### Exercise brief
Scan the lines below and report each one containing "around" by copying it.

Records from a data source:
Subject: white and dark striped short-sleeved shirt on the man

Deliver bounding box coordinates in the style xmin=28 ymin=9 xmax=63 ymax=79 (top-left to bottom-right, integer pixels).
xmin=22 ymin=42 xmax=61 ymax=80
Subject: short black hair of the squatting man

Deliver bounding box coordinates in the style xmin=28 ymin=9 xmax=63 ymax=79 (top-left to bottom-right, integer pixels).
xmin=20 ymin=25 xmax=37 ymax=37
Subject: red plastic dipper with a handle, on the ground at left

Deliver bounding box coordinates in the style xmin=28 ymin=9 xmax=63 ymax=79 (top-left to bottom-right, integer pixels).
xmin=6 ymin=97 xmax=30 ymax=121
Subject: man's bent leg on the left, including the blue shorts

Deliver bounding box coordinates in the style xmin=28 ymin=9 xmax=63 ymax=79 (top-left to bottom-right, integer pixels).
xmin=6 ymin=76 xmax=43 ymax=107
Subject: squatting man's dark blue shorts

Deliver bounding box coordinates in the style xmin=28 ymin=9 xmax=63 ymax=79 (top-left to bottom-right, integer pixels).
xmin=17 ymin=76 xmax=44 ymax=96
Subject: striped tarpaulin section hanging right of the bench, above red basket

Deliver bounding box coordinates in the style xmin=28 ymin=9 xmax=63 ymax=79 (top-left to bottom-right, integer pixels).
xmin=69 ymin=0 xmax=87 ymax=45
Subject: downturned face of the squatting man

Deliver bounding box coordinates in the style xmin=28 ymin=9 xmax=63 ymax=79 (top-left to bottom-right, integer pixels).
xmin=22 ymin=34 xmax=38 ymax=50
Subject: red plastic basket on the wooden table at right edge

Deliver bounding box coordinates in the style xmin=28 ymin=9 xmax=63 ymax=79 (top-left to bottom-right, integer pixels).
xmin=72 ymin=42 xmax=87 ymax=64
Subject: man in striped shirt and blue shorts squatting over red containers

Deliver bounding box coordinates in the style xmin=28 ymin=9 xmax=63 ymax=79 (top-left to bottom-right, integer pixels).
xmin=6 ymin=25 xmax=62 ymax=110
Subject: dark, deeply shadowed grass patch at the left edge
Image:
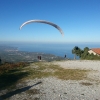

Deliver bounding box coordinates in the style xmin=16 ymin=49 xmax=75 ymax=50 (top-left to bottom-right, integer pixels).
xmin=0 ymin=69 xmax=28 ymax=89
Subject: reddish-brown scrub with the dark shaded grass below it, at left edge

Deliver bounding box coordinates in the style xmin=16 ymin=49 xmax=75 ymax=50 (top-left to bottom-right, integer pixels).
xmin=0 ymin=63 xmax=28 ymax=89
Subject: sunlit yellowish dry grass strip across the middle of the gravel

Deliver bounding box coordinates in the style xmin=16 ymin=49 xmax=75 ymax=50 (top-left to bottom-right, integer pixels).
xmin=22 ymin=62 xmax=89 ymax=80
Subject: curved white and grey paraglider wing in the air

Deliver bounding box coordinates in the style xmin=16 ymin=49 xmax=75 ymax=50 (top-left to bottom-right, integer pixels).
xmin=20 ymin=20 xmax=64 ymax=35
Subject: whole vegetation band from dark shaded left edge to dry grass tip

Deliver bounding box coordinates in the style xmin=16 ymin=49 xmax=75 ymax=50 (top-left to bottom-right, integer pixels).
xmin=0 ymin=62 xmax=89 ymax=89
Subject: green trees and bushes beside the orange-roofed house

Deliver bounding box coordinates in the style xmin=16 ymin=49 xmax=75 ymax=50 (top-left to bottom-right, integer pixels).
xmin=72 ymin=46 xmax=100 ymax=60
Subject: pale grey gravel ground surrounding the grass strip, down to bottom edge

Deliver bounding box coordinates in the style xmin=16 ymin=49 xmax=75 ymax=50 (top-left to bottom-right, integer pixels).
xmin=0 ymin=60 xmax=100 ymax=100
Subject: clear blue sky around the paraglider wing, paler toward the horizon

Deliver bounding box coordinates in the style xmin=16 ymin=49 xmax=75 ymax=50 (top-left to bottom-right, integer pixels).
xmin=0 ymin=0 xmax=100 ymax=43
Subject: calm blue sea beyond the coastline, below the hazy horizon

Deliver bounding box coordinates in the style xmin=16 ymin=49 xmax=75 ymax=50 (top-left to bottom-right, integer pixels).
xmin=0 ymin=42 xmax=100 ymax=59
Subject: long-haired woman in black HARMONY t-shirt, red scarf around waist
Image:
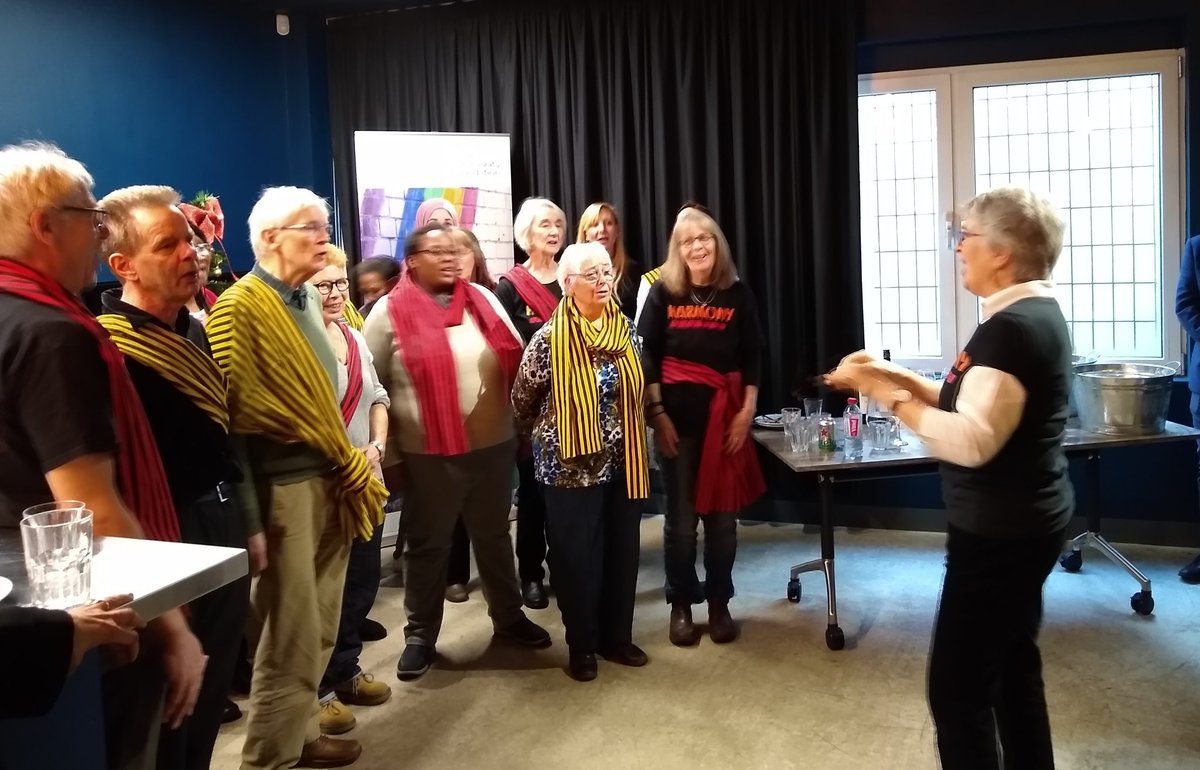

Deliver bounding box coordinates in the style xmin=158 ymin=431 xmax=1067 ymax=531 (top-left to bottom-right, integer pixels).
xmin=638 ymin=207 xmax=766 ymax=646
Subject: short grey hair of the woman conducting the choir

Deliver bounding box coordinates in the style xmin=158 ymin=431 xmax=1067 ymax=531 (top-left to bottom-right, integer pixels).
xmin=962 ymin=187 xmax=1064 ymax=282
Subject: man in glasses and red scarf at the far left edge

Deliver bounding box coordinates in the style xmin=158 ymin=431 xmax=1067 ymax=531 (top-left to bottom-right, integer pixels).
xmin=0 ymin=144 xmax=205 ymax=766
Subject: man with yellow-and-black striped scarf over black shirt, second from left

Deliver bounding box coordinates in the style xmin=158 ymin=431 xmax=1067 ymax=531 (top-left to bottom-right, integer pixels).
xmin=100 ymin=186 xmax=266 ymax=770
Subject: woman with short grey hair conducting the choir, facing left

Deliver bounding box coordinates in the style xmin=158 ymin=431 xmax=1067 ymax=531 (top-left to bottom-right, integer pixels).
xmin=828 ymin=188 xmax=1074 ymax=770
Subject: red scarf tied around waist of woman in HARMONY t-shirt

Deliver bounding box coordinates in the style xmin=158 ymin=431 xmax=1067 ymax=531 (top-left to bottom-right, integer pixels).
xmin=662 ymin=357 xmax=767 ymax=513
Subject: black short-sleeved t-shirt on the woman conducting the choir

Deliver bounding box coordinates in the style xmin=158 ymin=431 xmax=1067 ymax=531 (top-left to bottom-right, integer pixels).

* * *

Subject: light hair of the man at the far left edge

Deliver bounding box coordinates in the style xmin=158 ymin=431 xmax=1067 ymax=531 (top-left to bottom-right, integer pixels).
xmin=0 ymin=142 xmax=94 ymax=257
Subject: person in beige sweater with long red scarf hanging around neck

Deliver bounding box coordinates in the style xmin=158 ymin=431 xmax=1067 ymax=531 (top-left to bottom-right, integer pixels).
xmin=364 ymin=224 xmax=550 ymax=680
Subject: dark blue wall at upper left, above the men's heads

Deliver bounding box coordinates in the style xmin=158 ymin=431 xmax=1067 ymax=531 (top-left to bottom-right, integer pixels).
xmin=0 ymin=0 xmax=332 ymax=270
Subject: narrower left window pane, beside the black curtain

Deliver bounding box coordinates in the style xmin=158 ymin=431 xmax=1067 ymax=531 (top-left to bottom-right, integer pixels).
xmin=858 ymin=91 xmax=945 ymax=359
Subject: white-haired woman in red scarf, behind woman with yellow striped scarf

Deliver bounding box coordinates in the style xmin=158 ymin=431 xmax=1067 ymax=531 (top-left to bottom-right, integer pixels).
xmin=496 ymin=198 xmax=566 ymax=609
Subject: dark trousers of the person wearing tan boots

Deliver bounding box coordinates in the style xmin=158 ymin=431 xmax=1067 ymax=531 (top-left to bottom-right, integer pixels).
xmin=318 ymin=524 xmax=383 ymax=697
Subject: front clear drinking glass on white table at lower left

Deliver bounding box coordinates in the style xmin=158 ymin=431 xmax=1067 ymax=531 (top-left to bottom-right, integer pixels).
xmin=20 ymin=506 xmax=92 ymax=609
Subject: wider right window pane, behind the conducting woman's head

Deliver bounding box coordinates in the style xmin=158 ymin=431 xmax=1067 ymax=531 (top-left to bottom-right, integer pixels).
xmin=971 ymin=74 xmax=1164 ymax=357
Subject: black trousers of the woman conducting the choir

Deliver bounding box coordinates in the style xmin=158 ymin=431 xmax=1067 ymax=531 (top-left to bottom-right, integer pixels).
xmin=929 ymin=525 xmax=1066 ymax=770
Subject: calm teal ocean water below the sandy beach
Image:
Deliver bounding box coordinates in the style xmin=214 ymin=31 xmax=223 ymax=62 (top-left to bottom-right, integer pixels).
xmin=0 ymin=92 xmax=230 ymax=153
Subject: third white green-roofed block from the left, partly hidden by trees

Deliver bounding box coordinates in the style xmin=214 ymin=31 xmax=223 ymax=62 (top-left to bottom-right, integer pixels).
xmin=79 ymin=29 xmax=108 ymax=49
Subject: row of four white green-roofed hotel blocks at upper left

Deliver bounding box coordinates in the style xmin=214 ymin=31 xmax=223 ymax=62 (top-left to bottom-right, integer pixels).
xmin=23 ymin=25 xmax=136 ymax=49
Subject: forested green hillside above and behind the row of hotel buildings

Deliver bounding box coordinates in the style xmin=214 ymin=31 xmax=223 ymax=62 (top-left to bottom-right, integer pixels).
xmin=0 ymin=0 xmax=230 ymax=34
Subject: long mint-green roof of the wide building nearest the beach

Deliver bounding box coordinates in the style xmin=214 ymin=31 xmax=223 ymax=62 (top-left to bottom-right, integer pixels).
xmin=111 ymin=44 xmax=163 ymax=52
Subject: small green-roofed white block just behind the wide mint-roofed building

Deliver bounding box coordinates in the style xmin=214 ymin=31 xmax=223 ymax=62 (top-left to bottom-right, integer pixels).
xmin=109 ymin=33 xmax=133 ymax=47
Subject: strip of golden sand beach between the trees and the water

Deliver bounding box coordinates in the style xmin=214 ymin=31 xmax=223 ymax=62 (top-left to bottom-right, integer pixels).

### Answer to this task
Subject: clear blue sky around the paraglider wing, paler toward the horizon
Subject: long-haired woman in black HARMONY t-shirt, red scarf around waist
Subject: red scarf tied around waist of woman in HARMONY t-shirt
Subject: person in beige sweater with long red scarf hanging around neck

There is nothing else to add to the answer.